**Arbeitsauftrag**
Nennen Sie alle Gründe, die der folgende Text über die psychische Versorgung von Asylsuchenden dafür angibt, dass psychische Erkrankungen aufgeschoben oder nicht angemessen behandelt werden.

── Vorliegender Text

Fehlende therapeutische Angebote für Flüchtlinge sind in der Schweiz ein grundsätzliches Problem. (Symbolbild)

KEYSTONE/ALEXANDRA WEY

Wer in der Schweiz ein Asylgesuch stellt, ist ab diesem Moment krankenversichert und hat ein Recht auf alle Leistungen gemäss Krankenversicherungsgesetz. Dazu gehört auch die Behandlung von psychischen Krankheiten. Im Auftrag des Bundesamtes für Gesundheit (BAG) haben zwei Fachstellen die Gesundheitsversorgung von Asylsuchenden in Zentren des Bundes und der Kantone analysiert. Der Bericht ans BAG vom 1. Februar 2017 zeigt insbesondere Versorgungslücken im Bereich der psychischen Erkrankungen.

Bei posttraumatischen Belastungsstörungen und Traumata, deren Behandlung sich aufschieben lässt, wird laut den befragten Personen in den Bundes- und Empfangszentren mit der Überweisung zu einem Spezialisten und der Behandlung gewartet, bis die Asylsuchenden einem Kanton zugewiesen worden sind. Das sei in erster Linie darauf zurückzuführen, dass die Asylsuchenden «nur kurz in den Zentren des Bundes bleiben, eine adäquate Behandlung jedoch oft länger dauert», heisst es im Bericht.

Das Problem ist aber, dass auch Mitarbeitende aus kantonalen Kollektivzentren berichten, dass im Bereich der psychischen Erkrankungen zu wenig adäquate Behandlungen stattfänden. «Häufig erfolgt eine Symptombekämpfung mit Medikamenten, aber es werden keine notwendigen längerfristigen Therapieansätze verfolgt», schreiben die Studienautoren. Gründe dafür seien einerseits das fehlende Vertrauen der betroffenen Asylsuchenden, das dazu führt, dass sie ihre Probleme versteckten. Andererseits spiele das begrenzte Angebot eine Rolle. Die spezialisierten Stellen seien überlastet.

────
── Arbeitsmaterial

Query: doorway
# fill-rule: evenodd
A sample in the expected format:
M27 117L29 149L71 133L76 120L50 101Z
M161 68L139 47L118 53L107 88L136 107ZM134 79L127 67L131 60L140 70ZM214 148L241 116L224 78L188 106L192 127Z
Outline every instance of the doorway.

────

**Erwartete Antwort**
Der Text nennt drei Gründe. Erstens bleiben die Asylsuchenden nur kurz in den Zentren des Bundes, während eine adäquate Behandlung oft länger dauert. Zweitens fehlt den betroffenen Asylsuchenden das Vertrauen, weshalb sie ihre Probleme verstecken. Drittens ist das Angebot begrenzt, und die spezialisierten Stellen sind überlastet.